▶ [Data section]
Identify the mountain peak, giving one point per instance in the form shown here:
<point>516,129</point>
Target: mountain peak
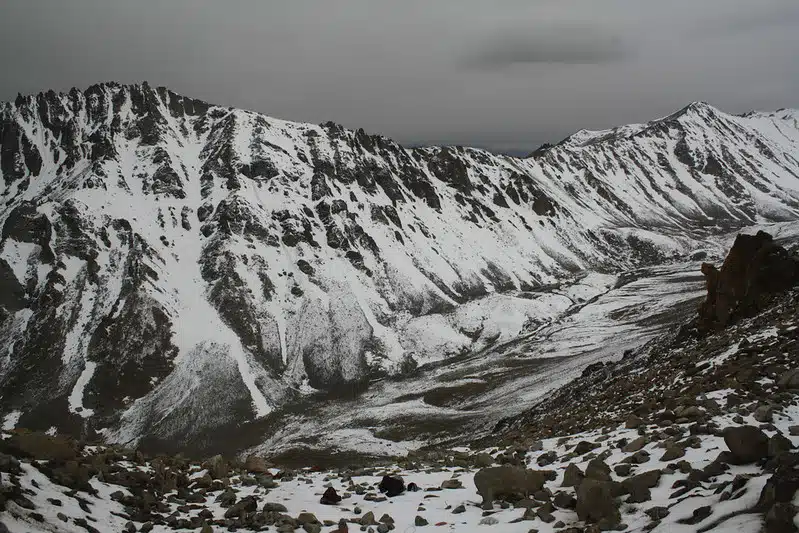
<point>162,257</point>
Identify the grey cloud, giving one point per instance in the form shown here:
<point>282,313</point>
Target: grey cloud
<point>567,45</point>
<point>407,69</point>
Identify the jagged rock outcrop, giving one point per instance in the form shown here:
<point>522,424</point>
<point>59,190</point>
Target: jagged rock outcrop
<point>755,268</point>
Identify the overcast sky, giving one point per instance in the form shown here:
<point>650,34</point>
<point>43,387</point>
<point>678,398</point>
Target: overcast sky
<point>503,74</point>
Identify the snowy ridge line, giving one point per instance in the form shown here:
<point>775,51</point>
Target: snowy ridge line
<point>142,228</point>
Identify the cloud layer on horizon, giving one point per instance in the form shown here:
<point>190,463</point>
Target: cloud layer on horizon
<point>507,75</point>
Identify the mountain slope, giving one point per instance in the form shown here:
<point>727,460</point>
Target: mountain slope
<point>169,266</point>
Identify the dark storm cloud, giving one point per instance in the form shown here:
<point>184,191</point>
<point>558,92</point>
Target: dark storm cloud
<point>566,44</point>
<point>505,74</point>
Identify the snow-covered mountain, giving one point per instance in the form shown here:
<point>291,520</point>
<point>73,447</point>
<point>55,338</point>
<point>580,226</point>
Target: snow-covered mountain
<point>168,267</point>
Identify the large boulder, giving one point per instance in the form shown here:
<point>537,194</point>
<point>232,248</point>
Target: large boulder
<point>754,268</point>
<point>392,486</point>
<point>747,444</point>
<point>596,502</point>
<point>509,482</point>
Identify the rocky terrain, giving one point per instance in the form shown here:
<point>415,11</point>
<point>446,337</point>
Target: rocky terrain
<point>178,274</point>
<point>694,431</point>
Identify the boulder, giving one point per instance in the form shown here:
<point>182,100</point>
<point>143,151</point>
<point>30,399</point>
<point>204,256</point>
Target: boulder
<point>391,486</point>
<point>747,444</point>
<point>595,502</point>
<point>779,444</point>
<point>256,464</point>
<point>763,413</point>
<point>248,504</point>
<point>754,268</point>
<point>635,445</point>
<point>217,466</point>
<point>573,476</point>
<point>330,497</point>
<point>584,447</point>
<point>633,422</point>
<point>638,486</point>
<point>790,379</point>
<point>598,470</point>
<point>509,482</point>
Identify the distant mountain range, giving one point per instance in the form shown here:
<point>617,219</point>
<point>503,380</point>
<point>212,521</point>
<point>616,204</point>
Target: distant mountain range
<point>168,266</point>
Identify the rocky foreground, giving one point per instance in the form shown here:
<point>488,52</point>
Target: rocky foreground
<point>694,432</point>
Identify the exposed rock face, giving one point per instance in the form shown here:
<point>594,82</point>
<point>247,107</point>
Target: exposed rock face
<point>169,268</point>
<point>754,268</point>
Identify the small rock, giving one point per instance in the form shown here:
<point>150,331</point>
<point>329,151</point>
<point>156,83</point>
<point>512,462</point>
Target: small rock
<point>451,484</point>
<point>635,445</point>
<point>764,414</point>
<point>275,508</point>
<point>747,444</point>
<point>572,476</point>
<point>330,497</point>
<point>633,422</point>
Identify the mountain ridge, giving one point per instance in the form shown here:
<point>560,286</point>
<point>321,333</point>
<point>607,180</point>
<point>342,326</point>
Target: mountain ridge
...
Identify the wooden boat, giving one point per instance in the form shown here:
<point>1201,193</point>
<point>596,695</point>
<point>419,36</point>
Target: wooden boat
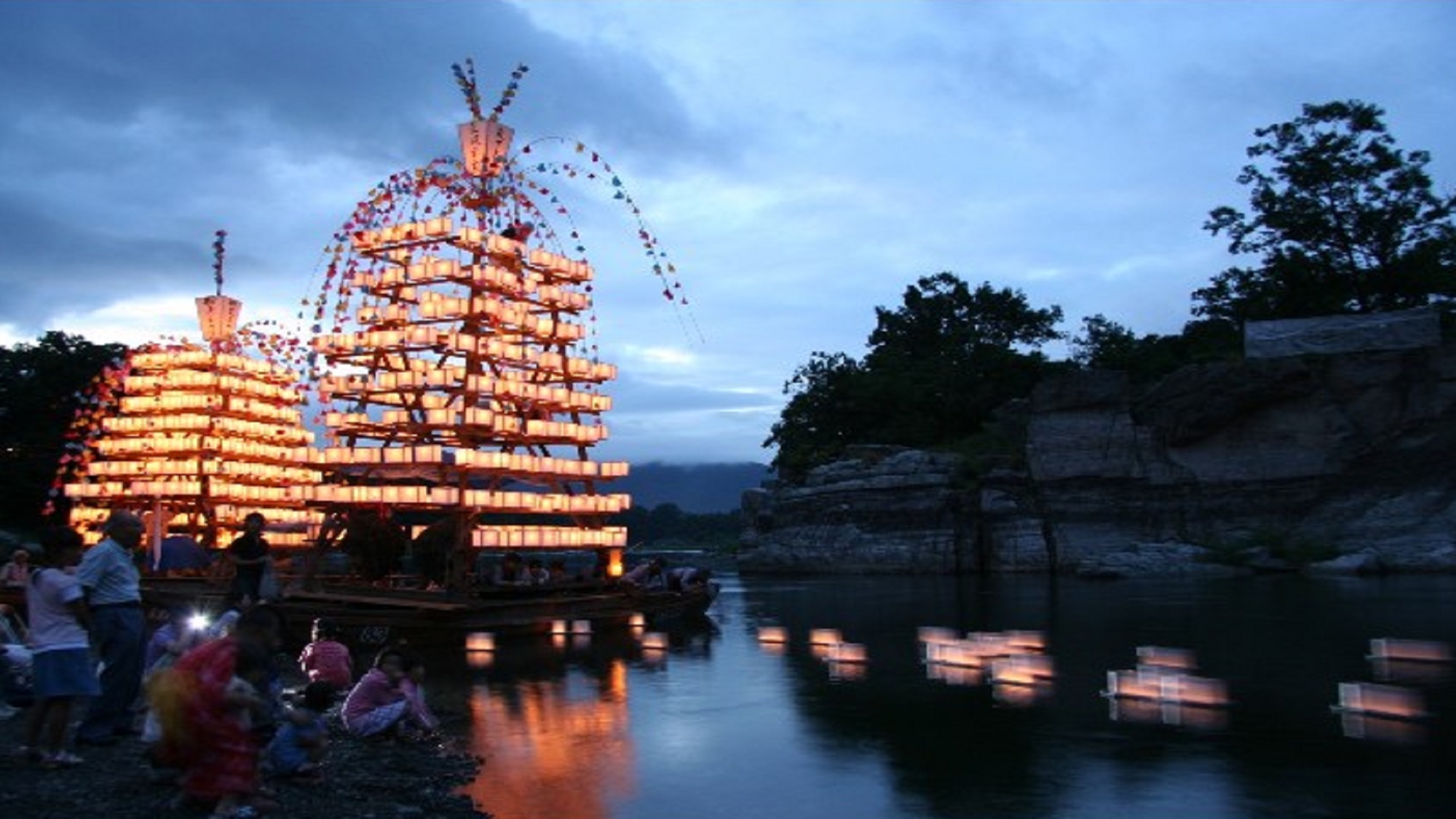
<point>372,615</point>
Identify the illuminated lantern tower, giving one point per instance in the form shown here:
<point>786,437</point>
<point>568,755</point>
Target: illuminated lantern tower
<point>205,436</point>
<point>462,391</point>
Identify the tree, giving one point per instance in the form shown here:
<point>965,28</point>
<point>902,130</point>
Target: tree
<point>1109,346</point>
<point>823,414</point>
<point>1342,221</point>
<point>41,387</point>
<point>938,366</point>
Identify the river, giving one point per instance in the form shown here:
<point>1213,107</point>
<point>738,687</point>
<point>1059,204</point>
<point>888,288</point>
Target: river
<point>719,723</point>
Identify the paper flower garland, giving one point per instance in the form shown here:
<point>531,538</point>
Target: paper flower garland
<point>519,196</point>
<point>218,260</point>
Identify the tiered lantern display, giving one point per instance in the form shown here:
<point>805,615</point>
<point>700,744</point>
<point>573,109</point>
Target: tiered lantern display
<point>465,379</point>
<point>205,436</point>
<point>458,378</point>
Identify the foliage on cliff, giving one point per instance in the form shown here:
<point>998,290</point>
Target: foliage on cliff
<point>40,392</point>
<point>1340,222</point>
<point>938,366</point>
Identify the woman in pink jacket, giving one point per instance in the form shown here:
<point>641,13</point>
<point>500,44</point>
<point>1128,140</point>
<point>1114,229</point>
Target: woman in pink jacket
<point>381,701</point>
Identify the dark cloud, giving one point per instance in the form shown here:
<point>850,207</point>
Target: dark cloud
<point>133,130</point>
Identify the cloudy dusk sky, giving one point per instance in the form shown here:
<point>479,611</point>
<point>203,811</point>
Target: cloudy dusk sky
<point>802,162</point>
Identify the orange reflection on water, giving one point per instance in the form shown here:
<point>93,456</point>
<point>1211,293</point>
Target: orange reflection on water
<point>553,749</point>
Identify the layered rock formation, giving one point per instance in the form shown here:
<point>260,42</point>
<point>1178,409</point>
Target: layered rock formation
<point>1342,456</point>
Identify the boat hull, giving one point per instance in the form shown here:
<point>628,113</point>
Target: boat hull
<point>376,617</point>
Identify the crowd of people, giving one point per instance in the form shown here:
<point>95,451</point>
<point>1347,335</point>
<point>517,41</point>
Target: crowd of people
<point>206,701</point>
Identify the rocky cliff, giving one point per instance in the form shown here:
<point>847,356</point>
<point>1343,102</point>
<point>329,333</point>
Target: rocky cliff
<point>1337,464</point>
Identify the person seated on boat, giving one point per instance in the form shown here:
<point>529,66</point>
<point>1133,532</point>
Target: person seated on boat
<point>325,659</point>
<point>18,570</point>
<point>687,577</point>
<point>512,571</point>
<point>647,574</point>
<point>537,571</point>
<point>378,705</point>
...
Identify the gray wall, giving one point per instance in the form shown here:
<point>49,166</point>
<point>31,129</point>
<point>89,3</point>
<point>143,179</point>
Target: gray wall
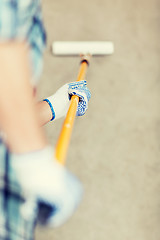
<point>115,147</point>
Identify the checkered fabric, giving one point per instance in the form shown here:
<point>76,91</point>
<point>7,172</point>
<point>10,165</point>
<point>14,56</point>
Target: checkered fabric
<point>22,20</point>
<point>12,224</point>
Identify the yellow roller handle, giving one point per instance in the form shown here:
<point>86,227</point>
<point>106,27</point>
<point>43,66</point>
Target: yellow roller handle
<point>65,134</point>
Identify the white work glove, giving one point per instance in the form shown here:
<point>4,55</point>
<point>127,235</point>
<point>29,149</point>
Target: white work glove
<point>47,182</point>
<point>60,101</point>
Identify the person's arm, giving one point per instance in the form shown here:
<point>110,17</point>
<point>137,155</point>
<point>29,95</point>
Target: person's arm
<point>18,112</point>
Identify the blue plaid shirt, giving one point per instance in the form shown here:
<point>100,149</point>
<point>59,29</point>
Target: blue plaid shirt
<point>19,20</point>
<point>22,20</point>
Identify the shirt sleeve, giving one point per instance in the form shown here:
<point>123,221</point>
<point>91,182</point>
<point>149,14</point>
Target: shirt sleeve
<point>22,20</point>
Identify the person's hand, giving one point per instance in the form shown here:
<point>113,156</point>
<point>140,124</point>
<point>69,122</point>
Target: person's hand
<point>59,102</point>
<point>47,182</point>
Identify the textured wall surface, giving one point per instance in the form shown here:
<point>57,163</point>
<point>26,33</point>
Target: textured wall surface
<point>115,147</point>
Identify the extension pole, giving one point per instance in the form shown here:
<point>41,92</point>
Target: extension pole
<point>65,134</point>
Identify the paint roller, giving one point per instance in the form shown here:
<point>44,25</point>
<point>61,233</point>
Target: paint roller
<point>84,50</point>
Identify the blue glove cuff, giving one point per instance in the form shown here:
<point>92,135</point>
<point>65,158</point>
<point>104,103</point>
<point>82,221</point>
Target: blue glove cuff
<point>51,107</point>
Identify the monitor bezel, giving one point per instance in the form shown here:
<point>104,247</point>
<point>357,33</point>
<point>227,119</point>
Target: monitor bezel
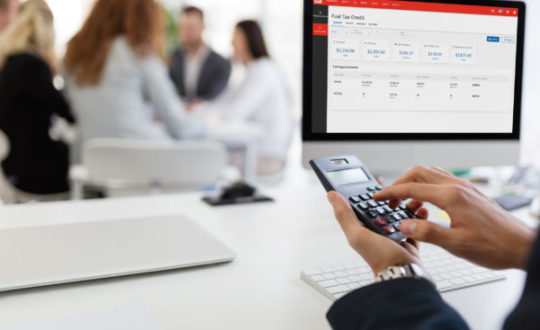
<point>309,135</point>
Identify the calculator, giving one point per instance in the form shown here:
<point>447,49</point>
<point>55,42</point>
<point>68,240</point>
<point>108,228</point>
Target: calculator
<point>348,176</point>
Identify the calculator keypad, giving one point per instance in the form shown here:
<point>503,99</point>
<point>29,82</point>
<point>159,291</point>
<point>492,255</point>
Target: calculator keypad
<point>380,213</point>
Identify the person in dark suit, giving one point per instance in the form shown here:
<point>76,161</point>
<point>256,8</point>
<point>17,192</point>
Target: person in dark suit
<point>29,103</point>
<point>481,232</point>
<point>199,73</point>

▶ [Instructions to follow]
Locate every line in the items above that contains the word "terrain", and copy each of those lines in full.

▶ [Output of the exercise]
Identify the rocky terrain, giving one point per instance in the form shown here:
Target: rocky terrain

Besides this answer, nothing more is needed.